Point-per-instance localization data:
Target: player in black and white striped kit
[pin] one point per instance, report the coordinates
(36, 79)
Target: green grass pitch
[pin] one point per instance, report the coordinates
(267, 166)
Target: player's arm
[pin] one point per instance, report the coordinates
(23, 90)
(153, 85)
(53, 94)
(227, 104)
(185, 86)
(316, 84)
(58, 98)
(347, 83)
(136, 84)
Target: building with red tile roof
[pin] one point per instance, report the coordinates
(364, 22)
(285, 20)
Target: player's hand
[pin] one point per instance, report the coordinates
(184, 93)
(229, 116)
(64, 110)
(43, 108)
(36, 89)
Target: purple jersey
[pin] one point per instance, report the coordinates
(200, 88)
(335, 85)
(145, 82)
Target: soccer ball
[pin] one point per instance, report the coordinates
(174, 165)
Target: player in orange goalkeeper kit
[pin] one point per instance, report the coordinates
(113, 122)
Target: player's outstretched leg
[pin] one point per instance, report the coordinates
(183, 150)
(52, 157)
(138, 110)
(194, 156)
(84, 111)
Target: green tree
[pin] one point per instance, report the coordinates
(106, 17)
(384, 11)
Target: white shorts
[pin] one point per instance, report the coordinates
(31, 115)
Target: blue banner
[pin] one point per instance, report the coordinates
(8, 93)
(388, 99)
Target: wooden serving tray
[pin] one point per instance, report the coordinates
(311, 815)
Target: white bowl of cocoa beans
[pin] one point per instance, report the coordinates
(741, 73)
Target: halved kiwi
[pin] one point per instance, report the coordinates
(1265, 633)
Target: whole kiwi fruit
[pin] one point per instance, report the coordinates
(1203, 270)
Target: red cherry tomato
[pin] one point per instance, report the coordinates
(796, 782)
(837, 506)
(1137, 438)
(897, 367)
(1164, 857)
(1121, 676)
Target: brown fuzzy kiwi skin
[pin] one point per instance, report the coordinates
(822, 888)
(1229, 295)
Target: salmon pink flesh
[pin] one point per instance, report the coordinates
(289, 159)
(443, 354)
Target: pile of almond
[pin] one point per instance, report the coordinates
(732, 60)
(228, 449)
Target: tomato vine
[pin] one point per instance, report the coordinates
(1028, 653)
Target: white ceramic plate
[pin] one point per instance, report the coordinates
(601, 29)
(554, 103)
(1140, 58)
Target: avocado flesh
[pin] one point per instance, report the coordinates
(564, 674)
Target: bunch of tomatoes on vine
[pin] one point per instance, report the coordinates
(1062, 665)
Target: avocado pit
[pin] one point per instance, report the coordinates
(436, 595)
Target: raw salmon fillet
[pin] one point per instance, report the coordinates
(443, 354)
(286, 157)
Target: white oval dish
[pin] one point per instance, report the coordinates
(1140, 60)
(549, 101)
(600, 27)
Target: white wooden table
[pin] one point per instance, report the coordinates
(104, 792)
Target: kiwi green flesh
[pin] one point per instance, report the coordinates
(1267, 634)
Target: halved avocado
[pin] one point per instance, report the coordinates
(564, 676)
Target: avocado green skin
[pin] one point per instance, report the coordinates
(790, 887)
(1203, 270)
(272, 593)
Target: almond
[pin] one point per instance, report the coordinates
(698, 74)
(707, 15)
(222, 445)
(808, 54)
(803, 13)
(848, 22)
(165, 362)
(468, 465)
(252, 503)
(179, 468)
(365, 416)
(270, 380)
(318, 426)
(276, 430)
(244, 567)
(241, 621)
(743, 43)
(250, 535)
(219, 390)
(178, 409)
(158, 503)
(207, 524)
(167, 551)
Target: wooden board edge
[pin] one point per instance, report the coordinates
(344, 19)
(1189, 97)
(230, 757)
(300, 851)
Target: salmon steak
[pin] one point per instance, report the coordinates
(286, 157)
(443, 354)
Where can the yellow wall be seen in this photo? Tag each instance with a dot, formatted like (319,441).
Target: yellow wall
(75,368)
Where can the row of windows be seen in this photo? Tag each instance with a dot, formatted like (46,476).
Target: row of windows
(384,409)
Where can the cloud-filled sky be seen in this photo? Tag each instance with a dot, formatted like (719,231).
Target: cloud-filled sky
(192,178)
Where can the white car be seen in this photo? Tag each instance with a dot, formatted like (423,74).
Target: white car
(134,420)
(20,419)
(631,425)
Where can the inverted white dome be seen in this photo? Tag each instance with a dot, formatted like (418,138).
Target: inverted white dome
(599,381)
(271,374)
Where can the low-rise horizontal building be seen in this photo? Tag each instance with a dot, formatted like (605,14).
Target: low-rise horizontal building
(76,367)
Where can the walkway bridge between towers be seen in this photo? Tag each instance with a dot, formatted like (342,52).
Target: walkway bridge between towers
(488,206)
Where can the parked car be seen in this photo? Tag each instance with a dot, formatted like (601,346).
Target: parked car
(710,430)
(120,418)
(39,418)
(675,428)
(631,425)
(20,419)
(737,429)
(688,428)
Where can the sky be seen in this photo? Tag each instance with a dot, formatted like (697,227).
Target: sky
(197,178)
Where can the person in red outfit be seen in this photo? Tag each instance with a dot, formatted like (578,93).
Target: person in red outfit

Exercise: Would you print exactly, and only, the lines of the data above from the line with "Target: avocado green skin" through the line with "Target: almond", inclusive?

Task solution:
Target: avocado green skin
[pin] one point per instance, report the coordinates
(790, 887)
(1203, 270)
(272, 593)
Target: almond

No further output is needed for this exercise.